* [CHALLENGES]
**1)** In the news item on the detained Copts, in which city was the church attacked?
**2)** Select every line of the entries that contains the word "absolute", treating uppercase and lowercase as different.
───── GIVEN PASSAGE ─────
According to a source from Egypt's Coptic Church, a group of
Salafist Muslims attacked a church in Benghazi this week and detained
roughly 100 Egyptian Copts working in the country.
Activists
in Libya on Thursday posted photographs on Facebook allegedly
portraying Egyptian Coptic-Christians detained in Libya on charges of
proselytising. The activists asserted that the images would also be sent
to the United Nations, the Egyptian embassy in Libya, the Egyptian
foreign affairs ministry, the Libyan Observatory for Human Rights and
Human Rights Watch, in hopes that "action would be taken to secure their
release."
The detained Copts had been tortured by their captors,
who had also shaved their heads and used acid to burn off the crosses
tattooed on their wrists, the source – who preferred anonymity said.
───── MATERIAL FOR THIS EXERCISE ─────
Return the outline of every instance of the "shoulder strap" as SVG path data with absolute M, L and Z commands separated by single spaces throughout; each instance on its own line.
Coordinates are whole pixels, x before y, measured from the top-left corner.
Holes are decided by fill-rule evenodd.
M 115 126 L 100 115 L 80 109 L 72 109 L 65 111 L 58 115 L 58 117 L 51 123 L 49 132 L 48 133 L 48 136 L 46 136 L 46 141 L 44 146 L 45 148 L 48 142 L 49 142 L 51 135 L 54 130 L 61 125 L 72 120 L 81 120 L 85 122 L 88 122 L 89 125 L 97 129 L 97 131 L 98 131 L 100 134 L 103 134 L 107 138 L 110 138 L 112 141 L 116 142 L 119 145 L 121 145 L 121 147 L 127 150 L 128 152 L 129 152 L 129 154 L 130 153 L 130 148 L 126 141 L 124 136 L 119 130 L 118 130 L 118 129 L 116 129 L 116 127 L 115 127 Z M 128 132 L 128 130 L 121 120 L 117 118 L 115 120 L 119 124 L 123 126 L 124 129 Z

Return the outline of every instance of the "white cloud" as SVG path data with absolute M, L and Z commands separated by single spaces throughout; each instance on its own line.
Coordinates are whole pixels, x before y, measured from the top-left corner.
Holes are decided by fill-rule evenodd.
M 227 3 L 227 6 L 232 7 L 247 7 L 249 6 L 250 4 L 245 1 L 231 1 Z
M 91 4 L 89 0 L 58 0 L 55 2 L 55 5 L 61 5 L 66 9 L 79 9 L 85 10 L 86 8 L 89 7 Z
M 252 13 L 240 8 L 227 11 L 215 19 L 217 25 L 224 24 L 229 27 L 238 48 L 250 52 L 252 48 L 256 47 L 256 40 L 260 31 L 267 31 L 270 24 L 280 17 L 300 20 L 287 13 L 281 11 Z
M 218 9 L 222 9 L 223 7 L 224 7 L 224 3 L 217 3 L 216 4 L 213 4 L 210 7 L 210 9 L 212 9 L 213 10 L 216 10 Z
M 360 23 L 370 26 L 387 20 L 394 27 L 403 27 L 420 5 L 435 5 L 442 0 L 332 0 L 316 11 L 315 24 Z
─────
* [WRITTEN ANSWERS]
**1)** Benghazi

**2)**
Return the outline of every instance of the "shoulder strap" as SVG path data with absolute M, L and Z commands separated by single spaces throughout; each instance on its own line.
Return the outline of every instance of the "white cloud" as SVG path data with absolute M, L and Z commands separated by single spaces throughout; each instance on its own line.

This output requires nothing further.